Directions
Please list each line in the records below that contains the word "water", matching its case exactly.

Stored records
= = =

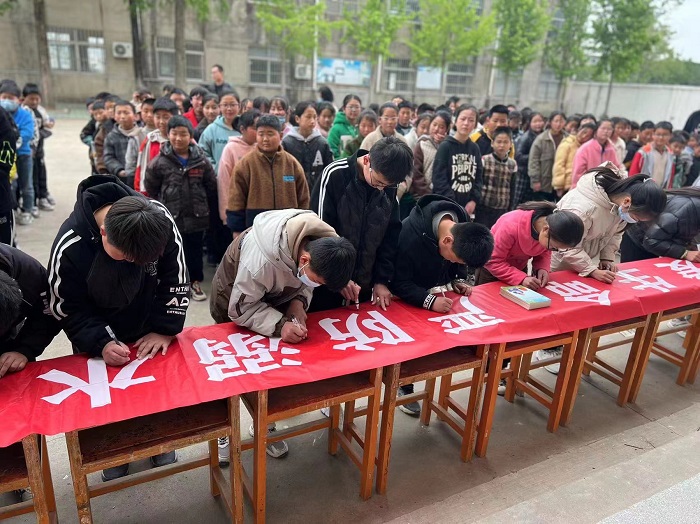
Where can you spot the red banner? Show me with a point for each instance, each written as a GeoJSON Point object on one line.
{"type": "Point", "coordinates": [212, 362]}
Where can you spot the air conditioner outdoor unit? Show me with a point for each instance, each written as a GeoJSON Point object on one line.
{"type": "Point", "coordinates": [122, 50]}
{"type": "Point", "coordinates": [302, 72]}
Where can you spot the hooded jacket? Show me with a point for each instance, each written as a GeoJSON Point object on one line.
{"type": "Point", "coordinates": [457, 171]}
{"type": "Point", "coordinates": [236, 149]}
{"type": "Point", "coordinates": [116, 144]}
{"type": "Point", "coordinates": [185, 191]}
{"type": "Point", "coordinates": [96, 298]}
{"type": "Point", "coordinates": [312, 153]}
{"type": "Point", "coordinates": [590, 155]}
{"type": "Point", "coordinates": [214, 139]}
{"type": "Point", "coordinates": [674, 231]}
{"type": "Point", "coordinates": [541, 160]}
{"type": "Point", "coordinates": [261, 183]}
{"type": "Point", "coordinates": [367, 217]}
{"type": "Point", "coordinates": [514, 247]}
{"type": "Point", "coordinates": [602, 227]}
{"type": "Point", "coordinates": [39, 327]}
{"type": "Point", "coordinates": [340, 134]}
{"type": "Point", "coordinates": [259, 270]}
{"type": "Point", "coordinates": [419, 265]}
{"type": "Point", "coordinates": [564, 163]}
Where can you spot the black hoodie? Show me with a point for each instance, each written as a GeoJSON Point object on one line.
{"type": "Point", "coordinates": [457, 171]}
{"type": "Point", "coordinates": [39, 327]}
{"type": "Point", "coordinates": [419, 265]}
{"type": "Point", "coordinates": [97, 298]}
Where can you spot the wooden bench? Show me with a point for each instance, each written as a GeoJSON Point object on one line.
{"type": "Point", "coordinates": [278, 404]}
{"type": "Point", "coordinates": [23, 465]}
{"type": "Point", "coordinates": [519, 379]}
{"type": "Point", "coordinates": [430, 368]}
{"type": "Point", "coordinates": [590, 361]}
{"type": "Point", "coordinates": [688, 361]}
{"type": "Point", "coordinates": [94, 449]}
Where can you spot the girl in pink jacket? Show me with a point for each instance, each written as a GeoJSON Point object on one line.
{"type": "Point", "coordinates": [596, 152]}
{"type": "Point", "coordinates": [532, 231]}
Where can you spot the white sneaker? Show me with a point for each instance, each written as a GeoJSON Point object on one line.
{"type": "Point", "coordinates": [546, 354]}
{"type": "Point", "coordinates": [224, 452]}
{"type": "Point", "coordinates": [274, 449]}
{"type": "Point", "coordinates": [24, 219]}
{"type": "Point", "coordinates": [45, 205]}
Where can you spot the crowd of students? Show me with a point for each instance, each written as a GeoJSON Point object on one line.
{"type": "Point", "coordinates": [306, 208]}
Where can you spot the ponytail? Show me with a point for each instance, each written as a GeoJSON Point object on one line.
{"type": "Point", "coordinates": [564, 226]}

= = =

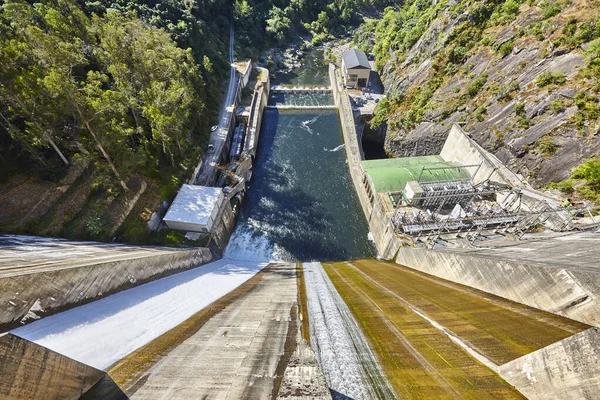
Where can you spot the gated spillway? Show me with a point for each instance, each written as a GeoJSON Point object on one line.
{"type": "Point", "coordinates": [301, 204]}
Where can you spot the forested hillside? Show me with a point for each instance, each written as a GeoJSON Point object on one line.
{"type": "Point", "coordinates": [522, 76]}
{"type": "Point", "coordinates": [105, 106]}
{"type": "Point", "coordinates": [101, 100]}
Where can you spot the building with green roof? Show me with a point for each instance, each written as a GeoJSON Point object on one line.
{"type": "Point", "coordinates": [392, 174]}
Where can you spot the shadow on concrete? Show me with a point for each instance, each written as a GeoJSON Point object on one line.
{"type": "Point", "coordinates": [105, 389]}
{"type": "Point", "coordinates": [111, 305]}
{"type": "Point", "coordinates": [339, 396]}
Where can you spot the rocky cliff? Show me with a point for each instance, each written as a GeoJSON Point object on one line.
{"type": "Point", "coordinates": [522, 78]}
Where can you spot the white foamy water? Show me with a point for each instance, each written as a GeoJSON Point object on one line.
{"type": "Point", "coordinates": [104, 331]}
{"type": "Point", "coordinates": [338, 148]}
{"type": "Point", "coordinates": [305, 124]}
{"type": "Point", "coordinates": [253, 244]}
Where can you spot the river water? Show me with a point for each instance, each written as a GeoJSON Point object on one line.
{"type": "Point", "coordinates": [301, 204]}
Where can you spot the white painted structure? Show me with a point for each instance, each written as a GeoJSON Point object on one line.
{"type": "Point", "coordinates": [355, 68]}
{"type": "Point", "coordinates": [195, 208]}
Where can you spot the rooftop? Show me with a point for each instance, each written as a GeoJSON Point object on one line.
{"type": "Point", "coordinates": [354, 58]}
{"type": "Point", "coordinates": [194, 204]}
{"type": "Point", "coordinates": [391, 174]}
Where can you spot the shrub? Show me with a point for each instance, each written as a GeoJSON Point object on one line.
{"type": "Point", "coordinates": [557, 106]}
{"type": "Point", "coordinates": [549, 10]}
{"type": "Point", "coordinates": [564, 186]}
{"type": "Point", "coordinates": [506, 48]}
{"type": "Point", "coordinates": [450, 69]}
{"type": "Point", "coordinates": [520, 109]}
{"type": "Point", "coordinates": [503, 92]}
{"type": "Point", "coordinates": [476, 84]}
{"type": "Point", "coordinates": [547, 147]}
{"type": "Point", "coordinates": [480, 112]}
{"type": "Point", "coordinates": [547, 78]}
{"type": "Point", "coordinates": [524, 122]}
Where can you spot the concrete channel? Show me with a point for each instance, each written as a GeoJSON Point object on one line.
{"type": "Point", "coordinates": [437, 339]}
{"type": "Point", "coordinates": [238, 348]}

= = =

Response to the exercise
Where can you spot the white foamy water? Show me with a point for each instance, each written as a GeoJSON Point object on one line.
Where can you spot the river water? Show me with a point for each instance, each written as a GeoJSON Point object on one line.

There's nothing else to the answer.